WHAT NEEDS TO BE DONE: In this exercise, return only the lines that run from the line with "Place a pin on every instance of the white alstroemeria" to the end of the entries below, both included. Pictures are not copied.

INPUT RECORDS:
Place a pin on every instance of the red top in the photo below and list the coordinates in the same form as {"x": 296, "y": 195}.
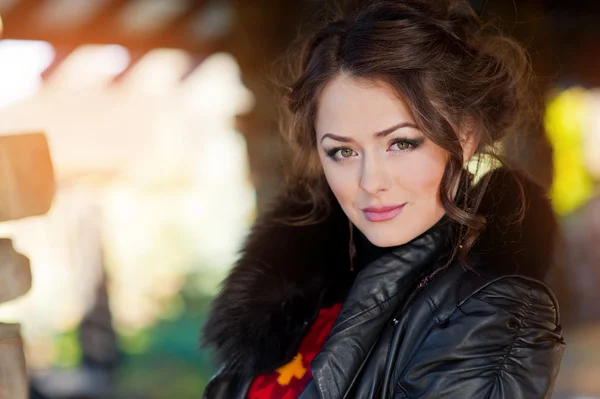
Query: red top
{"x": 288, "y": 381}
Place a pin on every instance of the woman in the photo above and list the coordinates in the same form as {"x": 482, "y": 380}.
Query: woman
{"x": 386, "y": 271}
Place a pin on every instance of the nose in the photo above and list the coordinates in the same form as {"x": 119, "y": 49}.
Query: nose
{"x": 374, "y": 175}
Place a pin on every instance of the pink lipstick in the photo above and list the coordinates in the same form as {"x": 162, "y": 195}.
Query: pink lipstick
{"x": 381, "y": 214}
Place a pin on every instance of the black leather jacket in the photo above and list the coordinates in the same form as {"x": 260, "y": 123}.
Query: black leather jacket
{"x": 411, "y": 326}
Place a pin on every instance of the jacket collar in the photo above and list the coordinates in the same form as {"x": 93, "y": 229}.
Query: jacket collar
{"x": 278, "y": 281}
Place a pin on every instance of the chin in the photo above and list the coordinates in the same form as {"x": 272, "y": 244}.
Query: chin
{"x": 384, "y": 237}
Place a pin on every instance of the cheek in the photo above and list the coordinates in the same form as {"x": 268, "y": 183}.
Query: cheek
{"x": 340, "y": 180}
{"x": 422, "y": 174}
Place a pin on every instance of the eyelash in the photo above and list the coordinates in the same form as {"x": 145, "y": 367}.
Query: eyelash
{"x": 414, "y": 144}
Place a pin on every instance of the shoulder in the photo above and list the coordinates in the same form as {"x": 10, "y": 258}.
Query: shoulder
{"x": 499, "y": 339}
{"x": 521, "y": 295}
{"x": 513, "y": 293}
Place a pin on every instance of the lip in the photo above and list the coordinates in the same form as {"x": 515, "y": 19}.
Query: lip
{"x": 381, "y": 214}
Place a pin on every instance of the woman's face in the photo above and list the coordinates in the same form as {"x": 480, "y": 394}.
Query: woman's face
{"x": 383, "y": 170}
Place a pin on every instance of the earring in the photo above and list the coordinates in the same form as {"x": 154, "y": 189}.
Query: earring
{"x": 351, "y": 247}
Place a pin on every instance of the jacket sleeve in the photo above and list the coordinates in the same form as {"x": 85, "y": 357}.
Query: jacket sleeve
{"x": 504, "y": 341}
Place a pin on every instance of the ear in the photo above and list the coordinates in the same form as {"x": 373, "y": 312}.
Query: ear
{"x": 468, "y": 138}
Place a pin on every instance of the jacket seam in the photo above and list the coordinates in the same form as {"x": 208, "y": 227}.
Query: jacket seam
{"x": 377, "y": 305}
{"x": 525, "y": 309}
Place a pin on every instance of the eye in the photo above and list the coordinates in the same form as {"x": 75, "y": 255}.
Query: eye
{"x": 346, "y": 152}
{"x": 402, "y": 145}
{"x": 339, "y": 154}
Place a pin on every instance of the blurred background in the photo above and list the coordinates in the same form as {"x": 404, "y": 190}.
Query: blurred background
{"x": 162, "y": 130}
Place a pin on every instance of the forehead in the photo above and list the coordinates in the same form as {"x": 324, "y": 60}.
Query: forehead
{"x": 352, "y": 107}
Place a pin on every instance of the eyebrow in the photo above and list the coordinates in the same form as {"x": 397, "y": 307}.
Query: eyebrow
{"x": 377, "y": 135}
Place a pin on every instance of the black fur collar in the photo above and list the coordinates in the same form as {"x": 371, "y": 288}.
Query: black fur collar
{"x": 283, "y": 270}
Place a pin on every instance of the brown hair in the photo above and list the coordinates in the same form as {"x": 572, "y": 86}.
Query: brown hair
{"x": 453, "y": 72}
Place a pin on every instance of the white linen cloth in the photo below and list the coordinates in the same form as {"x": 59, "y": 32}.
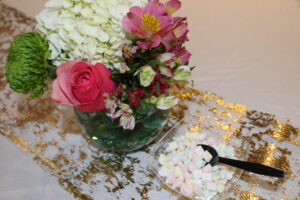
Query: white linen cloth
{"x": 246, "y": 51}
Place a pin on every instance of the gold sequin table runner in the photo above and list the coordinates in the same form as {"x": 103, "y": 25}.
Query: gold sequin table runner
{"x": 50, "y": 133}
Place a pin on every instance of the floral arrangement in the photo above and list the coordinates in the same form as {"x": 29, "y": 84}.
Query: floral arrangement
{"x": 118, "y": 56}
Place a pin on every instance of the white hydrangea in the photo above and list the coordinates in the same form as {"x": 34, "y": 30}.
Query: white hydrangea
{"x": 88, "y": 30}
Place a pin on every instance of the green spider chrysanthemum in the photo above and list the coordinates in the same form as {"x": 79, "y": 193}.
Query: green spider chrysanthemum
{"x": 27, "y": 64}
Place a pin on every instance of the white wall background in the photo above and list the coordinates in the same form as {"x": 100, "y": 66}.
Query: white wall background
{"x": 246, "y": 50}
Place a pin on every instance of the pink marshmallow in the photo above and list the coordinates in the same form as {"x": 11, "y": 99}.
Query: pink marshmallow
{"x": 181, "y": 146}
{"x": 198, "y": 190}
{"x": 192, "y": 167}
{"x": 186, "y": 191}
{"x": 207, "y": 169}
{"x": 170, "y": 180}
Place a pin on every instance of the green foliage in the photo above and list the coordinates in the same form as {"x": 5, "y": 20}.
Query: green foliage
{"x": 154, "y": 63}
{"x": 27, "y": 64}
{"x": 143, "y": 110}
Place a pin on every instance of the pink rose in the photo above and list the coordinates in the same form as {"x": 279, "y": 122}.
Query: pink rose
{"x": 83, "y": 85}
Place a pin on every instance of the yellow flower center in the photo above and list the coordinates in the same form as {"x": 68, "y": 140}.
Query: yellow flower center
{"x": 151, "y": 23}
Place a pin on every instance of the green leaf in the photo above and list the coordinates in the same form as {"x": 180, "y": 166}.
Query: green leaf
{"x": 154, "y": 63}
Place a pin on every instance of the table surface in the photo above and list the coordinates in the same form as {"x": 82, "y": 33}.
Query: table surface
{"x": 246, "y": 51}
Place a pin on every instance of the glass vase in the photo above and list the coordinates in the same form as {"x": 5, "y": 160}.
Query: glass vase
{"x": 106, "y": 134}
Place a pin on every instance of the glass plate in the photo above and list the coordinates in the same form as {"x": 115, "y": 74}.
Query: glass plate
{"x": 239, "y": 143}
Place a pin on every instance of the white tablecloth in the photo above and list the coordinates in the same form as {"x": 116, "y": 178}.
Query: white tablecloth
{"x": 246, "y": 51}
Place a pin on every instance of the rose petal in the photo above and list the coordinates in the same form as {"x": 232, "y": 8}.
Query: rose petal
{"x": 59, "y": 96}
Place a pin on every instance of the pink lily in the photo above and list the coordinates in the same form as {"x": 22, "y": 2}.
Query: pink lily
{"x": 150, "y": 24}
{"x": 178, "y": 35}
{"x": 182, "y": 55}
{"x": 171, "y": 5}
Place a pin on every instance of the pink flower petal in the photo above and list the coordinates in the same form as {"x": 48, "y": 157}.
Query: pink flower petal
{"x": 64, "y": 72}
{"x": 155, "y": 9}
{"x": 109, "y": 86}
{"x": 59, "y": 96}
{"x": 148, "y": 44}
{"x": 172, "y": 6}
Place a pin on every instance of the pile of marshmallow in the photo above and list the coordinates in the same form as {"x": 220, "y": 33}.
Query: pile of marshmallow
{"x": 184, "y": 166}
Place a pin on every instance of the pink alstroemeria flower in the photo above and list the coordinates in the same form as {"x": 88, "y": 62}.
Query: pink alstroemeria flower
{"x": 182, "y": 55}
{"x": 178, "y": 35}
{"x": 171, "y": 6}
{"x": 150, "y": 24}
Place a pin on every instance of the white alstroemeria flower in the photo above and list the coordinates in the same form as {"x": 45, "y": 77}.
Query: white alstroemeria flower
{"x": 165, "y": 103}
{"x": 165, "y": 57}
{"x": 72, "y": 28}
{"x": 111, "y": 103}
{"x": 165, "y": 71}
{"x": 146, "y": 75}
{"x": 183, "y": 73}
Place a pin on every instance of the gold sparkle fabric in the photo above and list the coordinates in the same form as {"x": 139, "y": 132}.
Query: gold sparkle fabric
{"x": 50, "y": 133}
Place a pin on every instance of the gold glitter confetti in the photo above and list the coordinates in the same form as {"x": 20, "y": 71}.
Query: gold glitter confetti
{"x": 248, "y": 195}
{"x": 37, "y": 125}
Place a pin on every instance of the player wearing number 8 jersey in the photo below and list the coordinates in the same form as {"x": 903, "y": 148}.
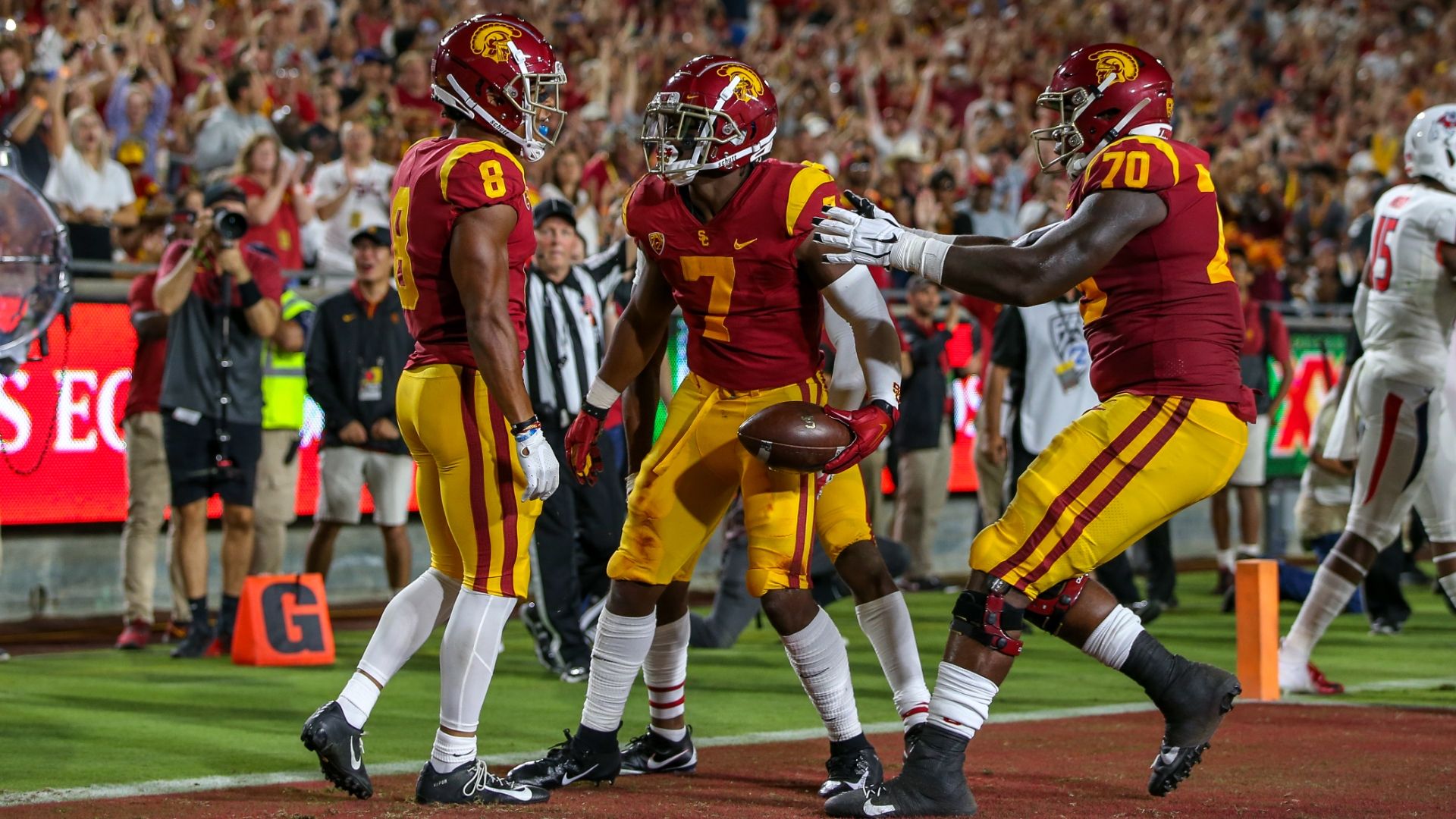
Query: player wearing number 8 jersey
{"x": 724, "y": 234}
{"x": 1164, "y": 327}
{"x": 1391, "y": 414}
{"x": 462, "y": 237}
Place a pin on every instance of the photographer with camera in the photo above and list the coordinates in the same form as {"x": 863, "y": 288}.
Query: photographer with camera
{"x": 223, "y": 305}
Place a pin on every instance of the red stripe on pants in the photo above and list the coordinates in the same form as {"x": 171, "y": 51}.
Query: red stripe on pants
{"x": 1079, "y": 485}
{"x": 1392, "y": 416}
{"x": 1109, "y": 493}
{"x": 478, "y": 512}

OUTPUT FOR THIS TASK:
Place a pin on every instance of the white alstroemeria flower in the photo above and list the coordinates in the same form as {"x": 45, "y": 77}.
Query: white alstroemeria flower
{"x": 165, "y": 103}
{"x": 165, "y": 57}
{"x": 72, "y": 28}
{"x": 111, "y": 103}
{"x": 165, "y": 71}
{"x": 146, "y": 75}
{"x": 183, "y": 73}
Place a pin on every instance of the gold sparkle fabric in the photo above and list the coordinates in the same form as {"x": 139, "y": 132}.
Query: gold sparkle fabric
{"x": 50, "y": 133}
Place a pin on every instance of the gold glitter confetti in the photo above and list the coordinates in the same form as {"x": 20, "y": 71}.
Query: gold glitter confetti
{"x": 248, "y": 195}
{"x": 37, "y": 125}
Place a pin on every instance of the player wearing number 8 jersey in the photo below and list the coordinates in the same form as {"x": 903, "y": 148}.
Query: player wearing number 8 jersey
{"x": 724, "y": 234}
{"x": 1164, "y": 327}
{"x": 1391, "y": 414}
{"x": 462, "y": 237}
Place a pin on every instance of the photographer with camera in the photo above and list the coordinates in the same form as {"x": 863, "y": 288}.
Query: photographer with camera
{"x": 223, "y": 305}
Place a pin on every instance of the red stripe on pants in the photo above and list the coordinates in the same form as {"x": 171, "y": 51}.
Query: red stripe on pants
{"x": 1079, "y": 485}
{"x": 1392, "y": 416}
{"x": 1109, "y": 493}
{"x": 478, "y": 512}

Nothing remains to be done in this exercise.